■ **Problem details**
Write out all of the lines below, exactly and completely.

■ **Supplied data**

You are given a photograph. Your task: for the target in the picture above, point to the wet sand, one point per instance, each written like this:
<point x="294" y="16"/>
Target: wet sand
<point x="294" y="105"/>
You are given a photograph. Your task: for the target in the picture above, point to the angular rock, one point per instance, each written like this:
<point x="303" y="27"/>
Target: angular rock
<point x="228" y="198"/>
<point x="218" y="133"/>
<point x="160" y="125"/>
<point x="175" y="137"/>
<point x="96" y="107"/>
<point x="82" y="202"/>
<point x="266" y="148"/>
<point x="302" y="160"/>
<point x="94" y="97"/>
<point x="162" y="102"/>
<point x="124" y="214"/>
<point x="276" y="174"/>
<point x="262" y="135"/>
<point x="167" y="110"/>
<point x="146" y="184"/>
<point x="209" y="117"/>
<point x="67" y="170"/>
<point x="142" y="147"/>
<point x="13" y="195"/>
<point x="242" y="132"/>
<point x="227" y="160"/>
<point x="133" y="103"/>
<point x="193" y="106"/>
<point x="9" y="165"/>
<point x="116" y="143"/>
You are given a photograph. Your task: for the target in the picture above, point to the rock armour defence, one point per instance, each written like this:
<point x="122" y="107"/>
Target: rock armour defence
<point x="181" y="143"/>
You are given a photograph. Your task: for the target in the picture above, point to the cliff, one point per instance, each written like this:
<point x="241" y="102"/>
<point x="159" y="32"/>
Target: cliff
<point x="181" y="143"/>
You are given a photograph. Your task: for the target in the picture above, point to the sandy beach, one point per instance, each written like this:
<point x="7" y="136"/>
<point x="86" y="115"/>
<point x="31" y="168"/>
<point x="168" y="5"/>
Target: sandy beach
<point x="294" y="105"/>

■ **Solved problem**
You are given a photograph. Your task: for the target in the picture above, point to the wet sand, one point per instance, each written like this:
<point x="294" y="16"/>
Target: wet sand
<point x="294" y="105"/>
You are given a photograph. Your task: for the target in the picture above, point to the angular rock, one point per instance, each written like this:
<point x="303" y="27"/>
Target: angular rock
<point x="228" y="198"/>
<point x="218" y="133"/>
<point x="160" y="125"/>
<point x="175" y="137"/>
<point x="96" y="107"/>
<point x="82" y="202"/>
<point x="266" y="148"/>
<point x="302" y="160"/>
<point x="94" y="97"/>
<point x="162" y="102"/>
<point x="124" y="214"/>
<point x="276" y="174"/>
<point x="262" y="135"/>
<point x="167" y="110"/>
<point x="146" y="184"/>
<point x="209" y="117"/>
<point x="67" y="170"/>
<point x="142" y="147"/>
<point x="13" y="195"/>
<point x="242" y="132"/>
<point x="227" y="160"/>
<point x="133" y="103"/>
<point x="193" y="106"/>
<point x="9" y="165"/>
<point x="116" y="143"/>
You are given a photograph. Your task: for the target in the picture above, point to the rock armour defence, one point per instance, each written like this:
<point x="122" y="107"/>
Target: rock armour defence
<point x="181" y="143"/>
You are given a photograph. Your task: for the target in the picture above, point to the cliff, one point per instance, each written like this:
<point x="241" y="102"/>
<point x="159" y="32"/>
Target: cliff
<point x="181" y="143"/>
You are given a photograph. Your task: for the target in the picture above, point to the sandy beach, one point per instance, each written like this:
<point x="7" y="136"/>
<point x="86" y="115"/>
<point x="31" y="168"/>
<point x="168" y="5"/>
Target: sandy beach
<point x="294" y="105"/>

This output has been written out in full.